[Start of DATASET EXCERPTS]

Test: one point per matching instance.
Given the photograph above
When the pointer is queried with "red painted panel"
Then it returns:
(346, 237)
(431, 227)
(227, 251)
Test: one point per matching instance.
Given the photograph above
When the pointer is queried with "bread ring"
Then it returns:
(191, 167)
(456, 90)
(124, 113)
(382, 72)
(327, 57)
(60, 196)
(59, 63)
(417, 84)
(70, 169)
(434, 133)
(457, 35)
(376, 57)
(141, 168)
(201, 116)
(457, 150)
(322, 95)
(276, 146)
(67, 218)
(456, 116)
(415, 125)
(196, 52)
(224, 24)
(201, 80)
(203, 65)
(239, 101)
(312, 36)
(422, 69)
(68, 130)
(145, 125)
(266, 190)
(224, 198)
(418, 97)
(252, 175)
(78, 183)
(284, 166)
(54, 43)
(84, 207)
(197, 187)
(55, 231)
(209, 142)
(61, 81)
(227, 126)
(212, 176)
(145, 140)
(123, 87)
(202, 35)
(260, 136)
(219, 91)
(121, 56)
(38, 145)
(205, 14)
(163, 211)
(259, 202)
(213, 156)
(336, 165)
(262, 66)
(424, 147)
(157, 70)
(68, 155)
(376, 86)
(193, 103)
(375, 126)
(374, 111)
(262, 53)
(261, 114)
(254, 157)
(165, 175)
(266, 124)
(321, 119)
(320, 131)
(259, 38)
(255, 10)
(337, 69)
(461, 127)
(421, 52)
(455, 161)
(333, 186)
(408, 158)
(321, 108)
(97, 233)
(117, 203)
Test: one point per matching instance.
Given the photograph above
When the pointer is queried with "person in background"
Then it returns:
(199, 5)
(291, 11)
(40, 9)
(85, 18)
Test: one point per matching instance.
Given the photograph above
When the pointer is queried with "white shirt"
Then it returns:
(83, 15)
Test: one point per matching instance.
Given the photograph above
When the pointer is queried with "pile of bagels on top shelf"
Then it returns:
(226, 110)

[End of DATASET EXCERPTS]

● WHAT IS BEING ASKED: Using the listing above, reproduce each line without omission.

● TASK RESPONSE:
Test: one point per matching instance.
Given the photograph above
When the pointer is queried with "red painted panel"
Then it returns:
(346, 237)
(431, 227)
(227, 251)
Test: one point per matching instance.
Given the photograph above
When the pointer is queried with "bread ring"
Then it returns:
(191, 167)
(456, 90)
(124, 113)
(382, 72)
(327, 57)
(60, 196)
(59, 63)
(417, 84)
(70, 169)
(434, 133)
(457, 35)
(376, 57)
(141, 168)
(201, 116)
(457, 150)
(322, 95)
(276, 146)
(67, 218)
(456, 116)
(415, 125)
(196, 52)
(224, 24)
(201, 80)
(203, 65)
(239, 101)
(312, 36)
(422, 69)
(68, 130)
(145, 125)
(266, 190)
(224, 198)
(418, 97)
(252, 175)
(78, 183)
(284, 166)
(54, 43)
(84, 207)
(197, 187)
(55, 231)
(209, 142)
(61, 81)
(227, 126)
(212, 176)
(145, 140)
(123, 87)
(202, 35)
(260, 136)
(219, 91)
(121, 56)
(38, 145)
(205, 14)
(163, 211)
(259, 202)
(213, 156)
(336, 165)
(262, 66)
(424, 147)
(157, 70)
(68, 155)
(376, 86)
(193, 103)
(375, 126)
(374, 111)
(262, 53)
(261, 114)
(254, 157)
(165, 175)
(266, 124)
(321, 119)
(320, 131)
(259, 38)
(255, 10)
(337, 69)
(461, 127)
(421, 52)
(455, 161)
(333, 186)
(408, 158)
(321, 108)
(97, 233)
(117, 203)
Test: one point per matching instance.
Given the photograph above
When the pointer is queried with "person in background"
Then it returns:
(199, 5)
(291, 11)
(40, 9)
(85, 18)
Test: one point per matching instance.
Given the photograph above
When the pointer is queried with "white shirt"
Then it returns:
(83, 15)
Test: one point per matching instance.
Given the photograph above
When the pointer is queried with "pile of bagels on top shelf"
Then it returns:
(226, 110)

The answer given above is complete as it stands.